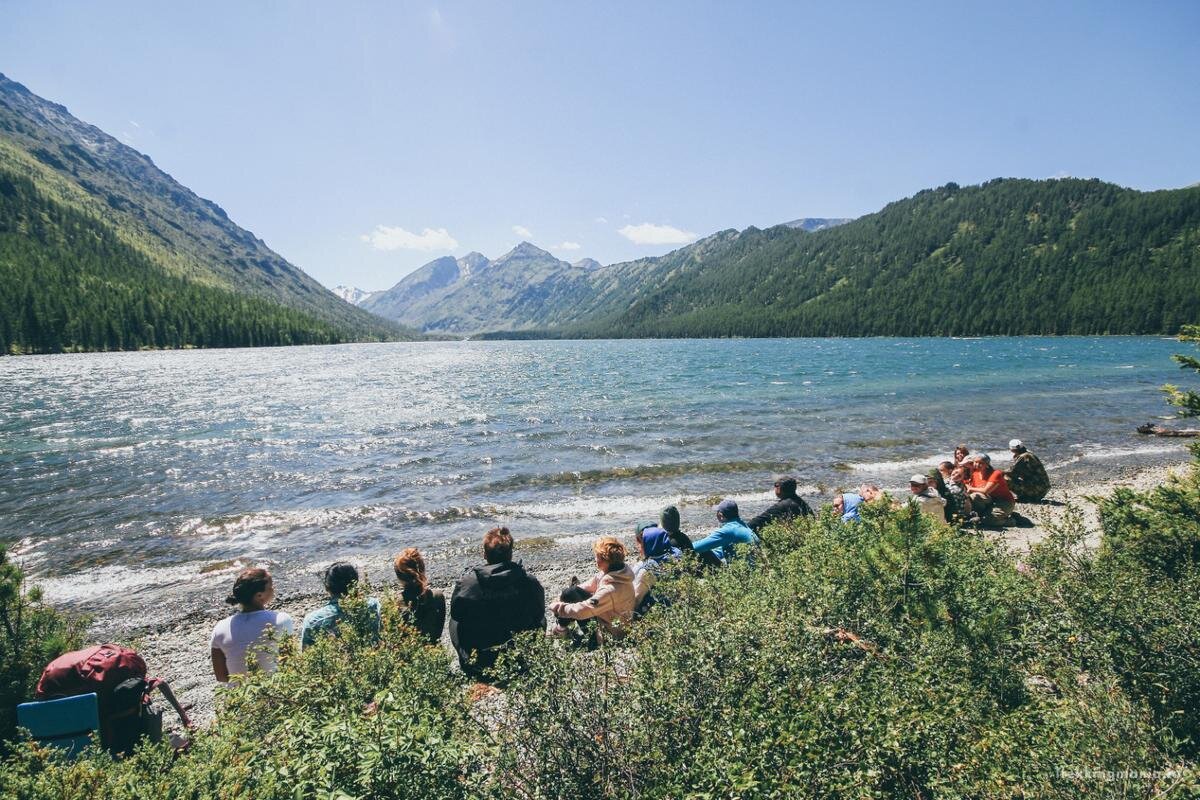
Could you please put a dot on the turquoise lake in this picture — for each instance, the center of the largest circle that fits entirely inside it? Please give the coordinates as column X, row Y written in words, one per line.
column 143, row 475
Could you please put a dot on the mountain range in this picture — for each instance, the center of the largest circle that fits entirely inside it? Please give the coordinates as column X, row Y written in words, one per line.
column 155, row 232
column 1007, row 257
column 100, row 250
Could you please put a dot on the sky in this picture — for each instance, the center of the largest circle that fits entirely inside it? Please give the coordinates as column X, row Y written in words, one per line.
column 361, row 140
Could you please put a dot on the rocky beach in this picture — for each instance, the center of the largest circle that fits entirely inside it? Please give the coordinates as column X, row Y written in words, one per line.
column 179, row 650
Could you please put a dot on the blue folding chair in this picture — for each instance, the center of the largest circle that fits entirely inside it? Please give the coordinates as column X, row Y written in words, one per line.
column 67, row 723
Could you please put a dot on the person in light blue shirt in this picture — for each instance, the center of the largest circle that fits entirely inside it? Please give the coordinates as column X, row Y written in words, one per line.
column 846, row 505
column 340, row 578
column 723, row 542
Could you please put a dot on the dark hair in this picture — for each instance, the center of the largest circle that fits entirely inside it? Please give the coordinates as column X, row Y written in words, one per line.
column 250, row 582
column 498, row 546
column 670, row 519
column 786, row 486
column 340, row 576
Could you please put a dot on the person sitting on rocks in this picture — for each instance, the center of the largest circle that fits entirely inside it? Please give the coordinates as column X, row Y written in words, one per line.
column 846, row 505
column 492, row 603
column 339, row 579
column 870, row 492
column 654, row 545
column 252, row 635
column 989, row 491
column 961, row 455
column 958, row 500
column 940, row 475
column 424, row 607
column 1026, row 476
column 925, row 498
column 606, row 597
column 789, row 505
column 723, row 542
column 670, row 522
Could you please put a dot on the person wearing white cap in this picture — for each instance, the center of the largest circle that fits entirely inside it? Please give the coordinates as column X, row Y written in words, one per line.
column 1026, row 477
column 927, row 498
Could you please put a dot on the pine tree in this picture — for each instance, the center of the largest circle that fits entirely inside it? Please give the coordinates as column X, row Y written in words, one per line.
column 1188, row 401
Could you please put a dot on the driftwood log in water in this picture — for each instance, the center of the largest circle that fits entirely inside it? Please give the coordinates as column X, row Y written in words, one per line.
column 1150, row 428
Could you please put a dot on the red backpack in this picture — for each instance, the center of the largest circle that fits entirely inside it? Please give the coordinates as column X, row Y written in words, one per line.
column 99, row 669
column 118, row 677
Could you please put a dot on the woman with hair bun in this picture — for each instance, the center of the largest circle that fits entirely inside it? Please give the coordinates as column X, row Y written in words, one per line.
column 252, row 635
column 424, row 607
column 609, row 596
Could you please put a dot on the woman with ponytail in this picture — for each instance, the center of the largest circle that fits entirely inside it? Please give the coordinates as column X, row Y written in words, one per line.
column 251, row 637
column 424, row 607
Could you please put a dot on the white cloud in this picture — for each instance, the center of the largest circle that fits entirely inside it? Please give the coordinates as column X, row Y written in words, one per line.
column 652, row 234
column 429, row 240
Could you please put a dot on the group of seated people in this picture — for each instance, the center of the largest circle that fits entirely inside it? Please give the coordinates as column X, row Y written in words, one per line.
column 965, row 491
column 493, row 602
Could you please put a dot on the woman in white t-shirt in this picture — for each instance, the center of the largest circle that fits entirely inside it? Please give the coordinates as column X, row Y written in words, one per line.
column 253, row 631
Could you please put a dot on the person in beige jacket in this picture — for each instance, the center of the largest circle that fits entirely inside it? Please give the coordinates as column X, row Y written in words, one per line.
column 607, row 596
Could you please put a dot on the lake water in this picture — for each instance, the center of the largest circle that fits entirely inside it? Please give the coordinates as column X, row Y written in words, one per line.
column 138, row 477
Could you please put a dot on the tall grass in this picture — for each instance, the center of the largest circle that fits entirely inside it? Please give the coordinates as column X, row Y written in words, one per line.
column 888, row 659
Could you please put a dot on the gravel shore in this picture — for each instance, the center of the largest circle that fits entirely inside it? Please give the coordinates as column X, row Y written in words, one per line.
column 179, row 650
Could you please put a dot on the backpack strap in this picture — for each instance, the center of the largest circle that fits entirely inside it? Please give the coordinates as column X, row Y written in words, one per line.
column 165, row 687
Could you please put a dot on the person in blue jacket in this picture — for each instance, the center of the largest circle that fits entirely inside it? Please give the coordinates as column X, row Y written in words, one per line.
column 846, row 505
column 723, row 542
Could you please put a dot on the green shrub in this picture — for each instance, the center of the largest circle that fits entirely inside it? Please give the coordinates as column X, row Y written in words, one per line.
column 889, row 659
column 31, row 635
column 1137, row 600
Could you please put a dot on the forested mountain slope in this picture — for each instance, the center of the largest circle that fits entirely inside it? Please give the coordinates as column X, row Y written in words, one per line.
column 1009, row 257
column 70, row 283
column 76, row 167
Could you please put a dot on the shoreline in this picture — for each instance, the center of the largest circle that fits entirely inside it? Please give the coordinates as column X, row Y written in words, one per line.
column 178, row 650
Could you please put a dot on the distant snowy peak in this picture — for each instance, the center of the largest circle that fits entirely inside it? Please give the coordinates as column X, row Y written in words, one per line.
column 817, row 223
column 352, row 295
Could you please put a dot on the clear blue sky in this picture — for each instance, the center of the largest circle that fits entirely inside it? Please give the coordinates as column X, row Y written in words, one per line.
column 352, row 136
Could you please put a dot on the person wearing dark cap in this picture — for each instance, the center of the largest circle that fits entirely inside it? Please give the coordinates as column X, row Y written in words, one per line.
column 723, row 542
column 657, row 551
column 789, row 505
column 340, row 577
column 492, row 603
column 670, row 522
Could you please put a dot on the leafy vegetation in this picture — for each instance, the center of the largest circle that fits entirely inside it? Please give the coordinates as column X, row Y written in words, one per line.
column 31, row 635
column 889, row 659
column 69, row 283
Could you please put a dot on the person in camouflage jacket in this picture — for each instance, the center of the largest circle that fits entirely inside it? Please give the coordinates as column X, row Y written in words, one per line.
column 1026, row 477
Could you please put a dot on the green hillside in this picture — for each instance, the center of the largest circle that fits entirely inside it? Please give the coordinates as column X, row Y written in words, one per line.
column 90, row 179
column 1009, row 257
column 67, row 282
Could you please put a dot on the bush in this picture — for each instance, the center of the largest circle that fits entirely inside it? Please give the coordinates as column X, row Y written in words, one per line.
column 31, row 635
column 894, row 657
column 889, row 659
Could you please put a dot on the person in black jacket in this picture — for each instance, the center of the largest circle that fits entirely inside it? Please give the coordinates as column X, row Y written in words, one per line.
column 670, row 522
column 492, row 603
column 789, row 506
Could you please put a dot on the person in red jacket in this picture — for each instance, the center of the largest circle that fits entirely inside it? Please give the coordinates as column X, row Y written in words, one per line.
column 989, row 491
● ● ●
[INSTRUCTIONS FOR THE TASK] Reproduce all of the material above word for word, omitting the pictures.

[OUTPUT OF THE TASK]
Could you please put a dot on the turquoise lake in this picture — for each instance, the center of the largest circle that fits entirely inside it? Please give the coordinates as column X, row Y written in words, one per line.
column 143, row 475
Could you please put a dot on the mountain range in this picture — for each instance, the center of the largest circle that fits entirely inside it? Please give the coordinates as column X, row Y written in words, one per line.
column 155, row 232
column 1007, row 257
column 100, row 250
Could you please put a dot on the sky in this picture — for each instance, the center of the largest circle that fits entirely inside it? Please give the coordinates as column X, row Y written in words, one per line.
column 361, row 140
Could you please put a dot on the rocky beach in this picture — for each instance, the center of the largest circle that fits entirely inside it? Please give the coordinates as column X, row Y written in words, one per line.
column 179, row 650
Could you please put a dot on the blue folding chair in this picture — for each instance, the center of the largest circle that fits entirely inside it? Please give the coordinates as column X, row Y written in words, one per line.
column 67, row 723
Could you please put a dot on the person in light blue shirt in this picture — for each instance, the center of the largest circle that fits entirely inside it? Please give the coordinates as column X, row Y written in words, one per line.
column 846, row 505
column 340, row 578
column 723, row 542
Could you please put a dot on the dark hair in this picture — for each instance, the center of the largest circle that fits entirely inside it? Please give the coordinates as column X, row Y written in words, one per line.
column 250, row 582
column 498, row 546
column 670, row 519
column 786, row 486
column 340, row 576
Could you please put a dot on the person sitting on rocks in this picture — for each instance, the center of the largest circle that fits entirely inside it? Please give the coordinates as column X, row Y written in words, one per line.
column 846, row 505
column 492, row 603
column 339, row 579
column 870, row 492
column 654, row 545
column 252, row 635
column 989, row 491
column 961, row 455
column 958, row 500
column 940, row 475
column 424, row 607
column 1026, row 476
column 925, row 498
column 606, row 597
column 789, row 505
column 723, row 542
column 670, row 522
Could you please put a dot on the person wearing white cap in this picture — for each instance, the center of the largest circle that fits entirely inside it? Please give the coordinates as column X, row Y written in words, one per line.
column 1026, row 477
column 927, row 498
Could you please put a dot on the pine tree in this picture — for each instance, the center of the largest circle that fits entirely inside it? Please give the coordinates as column X, row Y written in words, one per line.
column 1188, row 401
Could you please put a dot on the driftwood log in water in this picture — for each instance, the center of the largest circle that fits entirely inside it? Please give the coordinates as column X, row Y written in words, one per line.
column 1150, row 428
Could you please put a dot on the red backpack in this picture — for each instance, the center of the largest circle that fits entirely inside it? Please give the coordinates as column X, row Y written in words, one per line.
column 99, row 669
column 118, row 677
Could you please put a dot on the woman with hair bun in this picture — for each instance, the center of the largest circle that fits entirely inside it? Please give the coordinates as column X, row Y written in words, one per line.
column 252, row 635
column 424, row 607
column 609, row 596
Could you please put a dot on the woman with ponytail in this picture — for each instance, the center of the largest circle that fits entirely inside it? Please give the coordinates as column X, row Y written in words, one per line.
column 251, row 637
column 424, row 607
Could you please put a dot on the white cloud in this picture — for each instance, the center of the largest circle that fits entirely inside it? Please give the coordinates as column X, row Y written in words, one per line.
column 652, row 234
column 429, row 240
Could you please put a dot on the group of seated people in this picture — for each instance, the center of the largest circle that fits entirely inside it? Please give the coordinates as column X, row Y written in words, one per line.
column 965, row 491
column 493, row 602
Could you please put a dot on the woman in white t-shirt in this picture — for each instance, the center of the largest circle that fits entirely inside it? Please give the coordinates as column X, row Y written in words, one per line.
column 253, row 631
Could you please put a dot on the person in beige jacket in this picture — for each instance, the center of the largest circle that fits entirely inside it? Please give the coordinates as column X, row Y written in words, one per line.
column 607, row 596
Could you please put a dot on the lake water in this picture — for each instance, the center of the largest circle that fits entirely inside it? Please give the coordinates as column X, row Y written in words, one per line.
column 138, row 477
Could you please put a dot on the tall grass in this picture — for each instance, the center of the largest circle that fits entirely inside it? Please give the coordinates as column X, row Y written in words, one per line.
column 888, row 659
Could you please put a dot on the gravel shore in this picture — for each instance, the center of the largest circle that fits entirely inside it? Please give the coordinates as column X, row Y written in words, one per line.
column 179, row 650
Could you please put a dot on the backpack strap in this picture — for each instance, the center of the largest circle that fits entirely inside it? Please give the coordinates as column X, row Y written in words, one per line.
column 165, row 687
Could you please put a dot on the person in blue jacket in this picture — for each instance, the center of the largest circle that fits entirely inside it? Please give the coordinates as column X, row Y written in words, one per line.
column 846, row 505
column 723, row 542
Could you please put a dot on the green shrub in this picture — for each instance, the center of the largest circle that fits entirely inside it? Please give the coordinates as column X, row Y written in words, one per line.
column 889, row 659
column 31, row 635
column 1137, row 600
Could you please put a dot on the forested mountain slope in this picture — for each instance, the center of the largest circle that fits entirely inside it? Please give the coordinates as column X, row Y written in words, one per line.
column 1009, row 257
column 70, row 283
column 76, row 167
Could you please put a dot on the shoreline in this picture — for each instance, the center of the largest circle that fits entirely inside it? Please give the coordinates as column X, row Y written in words, one per line.
column 178, row 650
Could you please put a dot on the distant snowy peak in this picture — for each instance, the center of the largest circle that fits entirely inside it? Please give the coordinates as column X, row Y written in words, one per line.
column 817, row 223
column 352, row 295
Could you please put a dot on the clear blue sky in this picture — for each instance, the center of the largest circle that fits entirely inside it? Please give the coordinates as column X, row Y written in words, one per line.
column 352, row 136
Could you please put a dot on the person wearing dark cap in this picture — for each instance, the center of the largest circle that fits entirely inside it? Please give the coordinates as column X, row Y written in words, one per line.
column 723, row 542
column 657, row 551
column 789, row 505
column 340, row 577
column 492, row 603
column 670, row 522
Could you please put a dot on the leafy vegetation in this picture — for each instance, the center of the largest circle that fits entirely inside it? Please give the coordinates as column X, row Y written in words, one per line.
column 31, row 635
column 889, row 659
column 69, row 283
Could you please put a dot on the person in camouflage jacket in this picture — for each instance, the center of the largest circle that fits entirely inside it? Please give the coordinates as column X, row Y written in words, one per line.
column 1026, row 477
Could you please put a dot on the green hillside in this picture — for each instance, the center of the largest circle that fits entirely inside it? Please give the coordinates as column X, row Y written in words, one per line.
column 90, row 179
column 1009, row 257
column 67, row 282
Could you please put a dot on the bush in this picture — for each instance, the center of the largest circle that fits entirely inside it? Please give the coordinates as column X, row Y written in words, one per line.
column 31, row 635
column 894, row 657
column 889, row 659
Could you please put a dot on the person in black jacket in this picture — for each instance, the center of the largest circle that fits entirely inside it? Please give the coordinates as column X, row Y written in words, one per line.
column 670, row 522
column 492, row 603
column 789, row 506
Could you please put a dot on the person in red jacket in this picture — for each instance, the center of the largest circle that fits entirely inside it? Please give the coordinates as column X, row Y written in words, one per line.
column 989, row 491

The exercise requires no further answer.